#### Data supplied ####
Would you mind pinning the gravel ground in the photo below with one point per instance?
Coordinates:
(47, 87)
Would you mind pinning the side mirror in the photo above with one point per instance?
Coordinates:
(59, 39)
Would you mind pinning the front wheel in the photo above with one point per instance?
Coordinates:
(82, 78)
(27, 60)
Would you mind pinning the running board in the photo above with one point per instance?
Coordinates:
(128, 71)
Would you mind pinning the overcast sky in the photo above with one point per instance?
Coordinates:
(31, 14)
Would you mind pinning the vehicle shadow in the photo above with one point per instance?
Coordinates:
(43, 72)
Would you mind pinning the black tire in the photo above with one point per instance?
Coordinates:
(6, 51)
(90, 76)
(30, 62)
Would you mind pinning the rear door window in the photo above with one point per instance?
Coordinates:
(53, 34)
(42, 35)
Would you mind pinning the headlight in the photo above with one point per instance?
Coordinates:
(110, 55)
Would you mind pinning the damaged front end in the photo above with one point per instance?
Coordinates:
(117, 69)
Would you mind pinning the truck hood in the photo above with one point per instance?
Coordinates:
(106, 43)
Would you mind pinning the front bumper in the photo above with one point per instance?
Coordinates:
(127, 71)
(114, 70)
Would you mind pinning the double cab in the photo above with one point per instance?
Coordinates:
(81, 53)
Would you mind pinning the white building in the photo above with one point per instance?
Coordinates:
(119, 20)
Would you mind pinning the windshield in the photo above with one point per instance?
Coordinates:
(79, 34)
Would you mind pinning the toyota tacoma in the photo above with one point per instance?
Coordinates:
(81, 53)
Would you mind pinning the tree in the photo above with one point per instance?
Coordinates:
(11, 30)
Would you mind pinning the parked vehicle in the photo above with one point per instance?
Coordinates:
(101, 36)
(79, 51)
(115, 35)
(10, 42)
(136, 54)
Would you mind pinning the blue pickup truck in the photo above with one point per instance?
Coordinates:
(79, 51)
####
Reproduce all of the records above word for word, line by line, with nothing changed.

» **Answer**
Would you mind pinning the gravel ground in the photo below with one point per instance?
Coordinates:
(47, 87)
Would you mind pinning the side mirror in the photo above with one point per instance?
Coordinates:
(59, 39)
Would you mind pinning the front wheel in the photo above with one point per instance?
Coordinates:
(82, 78)
(27, 60)
Would you mind pinning the running board in the photo above with one point per instance?
Coordinates:
(128, 71)
Would you mind pinning the overcast sky in the photo above with one point per instance?
Coordinates:
(31, 14)
Would you mind pinning the vehicle shadow in the photo above with one point per instance?
Coordinates:
(43, 72)
Would you mind pinning the black tire in the photo above with one point per instance?
Coordinates:
(6, 51)
(90, 76)
(30, 62)
Would you mind pinning the rear door window in the photo above with one point per instance?
Coordinates:
(53, 34)
(42, 35)
Would you mind pinning the headlight in the photo above with one point per instance?
Coordinates:
(110, 55)
Would you mind pinning the damaged front end in the photo above with one point per instance?
Coordinates:
(117, 69)
Would you mind pinning the truck hood in the photo above with one point per instance?
Coordinates:
(106, 43)
Would you mind pinning the front bumper in the photo above with one point per instance?
Coordinates:
(127, 71)
(114, 70)
Would you mind pinning the double cab in the photo above with one point per instance?
Coordinates:
(81, 53)
Would you mind pinning the white building in the photo above with one point per instance?
Coordinates:
(119, 20)
Would you mind pinning the windshield in the photo above with one point per instance?
Coordinates:
(79, 34)
Would you mind pinning the toyota tacoma in the photo above with one point per instance?
Coordinates:
(81, 53)
Would you mind pinning the tree in the photo above with one point per instance?
Coordinates:
(11, 30)
Would you mind pinning the parked vehicle in the photo above with one point per instance?
Coordinates:
(101, 36)
(79, 51)
(115, 35)
(10, 42)
(136, 54)
Would you mind pinning the blue pickup truck in the photo above with one point per instance?
Coordinates:
(79, 51)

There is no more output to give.